### TEXT EXCERPT
-- -- --

Had she been a member of a club that banned blacks or Jews (or Catholics, for that matter, as they once so often were), even a nostalgic for “the good old days of segregation” like Lindsay Graham, who chairs the Senate Judiciary Committee, would have found it impossible to confirm her. Yet she was an actual member of the board of a school that expressly bans children of unmarried or gay parents, which is no different than if it banned black or non-Christian children. Didn’t matter. She’s a Christian, and Christian bigotry gets a pass. Analyze, criticize, object, and you’re branded an anti-Catholic. What convenient immunization, not from bigotry, but for bigotry.

-- -- --

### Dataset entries
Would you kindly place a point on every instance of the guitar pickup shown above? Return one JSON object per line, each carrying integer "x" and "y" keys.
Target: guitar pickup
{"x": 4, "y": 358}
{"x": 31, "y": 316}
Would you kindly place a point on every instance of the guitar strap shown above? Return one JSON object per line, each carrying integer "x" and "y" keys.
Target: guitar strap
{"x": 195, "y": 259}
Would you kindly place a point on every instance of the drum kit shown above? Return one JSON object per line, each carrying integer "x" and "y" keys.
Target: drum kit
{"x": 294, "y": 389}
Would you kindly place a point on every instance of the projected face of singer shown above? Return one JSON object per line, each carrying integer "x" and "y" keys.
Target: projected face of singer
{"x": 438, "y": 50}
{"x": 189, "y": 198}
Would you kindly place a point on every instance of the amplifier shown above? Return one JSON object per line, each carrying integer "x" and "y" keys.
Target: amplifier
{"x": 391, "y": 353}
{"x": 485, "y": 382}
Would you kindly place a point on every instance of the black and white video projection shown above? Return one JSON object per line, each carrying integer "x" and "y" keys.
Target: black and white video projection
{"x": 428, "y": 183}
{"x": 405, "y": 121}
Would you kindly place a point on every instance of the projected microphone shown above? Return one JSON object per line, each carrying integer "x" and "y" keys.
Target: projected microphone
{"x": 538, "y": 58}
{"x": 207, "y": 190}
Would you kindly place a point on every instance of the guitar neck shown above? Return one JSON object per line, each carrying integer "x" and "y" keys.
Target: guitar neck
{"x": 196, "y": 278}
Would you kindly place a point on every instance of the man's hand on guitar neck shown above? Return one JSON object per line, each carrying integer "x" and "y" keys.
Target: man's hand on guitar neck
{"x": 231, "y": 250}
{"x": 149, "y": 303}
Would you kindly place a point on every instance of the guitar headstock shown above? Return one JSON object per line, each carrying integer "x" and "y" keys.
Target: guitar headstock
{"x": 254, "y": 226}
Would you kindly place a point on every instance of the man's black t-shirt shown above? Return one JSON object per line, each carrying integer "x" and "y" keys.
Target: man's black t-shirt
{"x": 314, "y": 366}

-- -- --

### EXERCISE TASKS
1. In the excerpt about the confirmation, which children does the school whose board she sat on expressly ban?
2. Please carry on the excerpt about the confirmation, picking up right after its final sentence.
The rows are material of their own, separate from the excerpt about the confirmation.

### ANSWERS TO EACH TASK
1. Children of unmarried or gay parents.

2.
We don’t have to imagine what Barrett’s jurisprudence will look like regarding gay rights, abortion, women’s rights, sex discrimination, even human rights and the separation of church and state. Reactionaries can party like it’s Deuteronomy again. Her theology would have been unrecognizable, at least in judicial robes, to conservatives like Barry Goldwater, Richard Nixon or Gerald Ford, and to Republican-appointed justices like Lewis Powell (whose famous memo her sycophancy for business she could nevertheless recite in her sleep), Harry Blackmun, John Paul Stevens or Sandra Day O’Connor. None of them was dim to the respect for all creeds that church-state separation represents, or to the centuries of bloodshed that made it necessary. “Those who would renegotiate the boundaries between church and state must therefore answer a difficult question,” O’Connor had written in her concurrence of a decision finding the posting of the Ten Commandments in a Kentucky courtroom unconstitutional. “Why would we trade a system that has served us so well for one that has served others so poorly?”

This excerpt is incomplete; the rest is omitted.